#### Text shown:
Do all of your friends have cabins? Are you tired of hearing about how much fun they’re having at the cabin? “We’re headed to the cabin this weekend.” “We can work from anywhere, so we’re going to spend the next month at the cabin.” “We just had the best time at the cabin.” And on and on, right? If you’ve decided that this is the year that you’re going to make the plunge and find your very own cabin, read on to learn more about how to find the right structure.
The word “cabin” can mean different things to different people. It can be a 2 bedroom structure with no heat or it can be a 5 bedroom structure with two fireplaces and a game room. Either way of thinking is right! You should use the word “cabin” in a way that applies to your vision…and your budget!

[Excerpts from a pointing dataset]
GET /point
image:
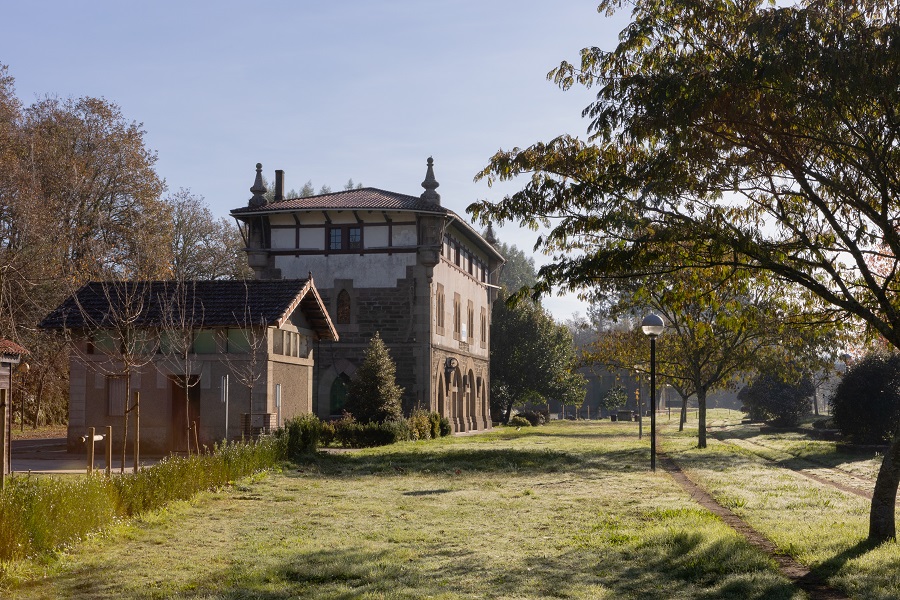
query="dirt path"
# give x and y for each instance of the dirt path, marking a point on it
(836, 478)
(800, 575)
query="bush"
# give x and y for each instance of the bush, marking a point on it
(519, 421)
(865, 405)
(303, 434)
(535, 417)
(328, 433)
(351, 434)
(434, 420)
(419, 425)
(771, 399)
(373, 395)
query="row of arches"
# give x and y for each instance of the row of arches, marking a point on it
(462, 398)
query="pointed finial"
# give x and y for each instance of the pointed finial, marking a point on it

#### Exercise prompt:
Please extend the piece on finding your own cabin, picking up right after its last sentence.

#### Written response:
The first thing you might consider, as you prepare to embark on your cabin quest is the size. How much space do you need? Think about who will be using the cabin. Will it be just a two person getaway or do you have an entourage of extended family and friends who are salivating to help you enjoy your new asset? That will help you determine how large the place needs to be and what kind of layout you’d like. Keep in mind that much of your time at the cabin is spent outdoors and in gathering spaces, so don’t make yourself too crazy about sleeping spaces. Bedrooms are smaller in cabins and many don’t even have closets. That’s OK! One great way you can host family and friends is with a bunkhouse. A bunkhouse can be a free-standing building or it can be a part of an existing building, like a garage. Bear in mind, there are zoning rules about bunkhouses, but nothing that should require too many gymnastics on your part!
Another thing to consider in your cabin is the overall aesthetic of the structure. This connects to how you want to feel at the cabin. Maybe you’re looking for the classic log chalet style cabin with a lot of wood interiors, a fieldstone fireplace and vaulted ceilings. Or maybe bright, light interiors with little or no wood features are more appealing to you.
Some cabin features that you might put on your wish list are things like decks, a screen porch or a fire pit. These are all things that help you connect to the outdoor environment. Indoors, you might be wishing for a fireplace or a wood stove, a master suite or central air. Also consider whether you or someone you care about needs one level living or few stairs, at the least. Make your wish list of features, but also keep in mind that you can add certain features over time as well. So don’t get too stuck in the mud on elements that aren’t critical to the here-and-now.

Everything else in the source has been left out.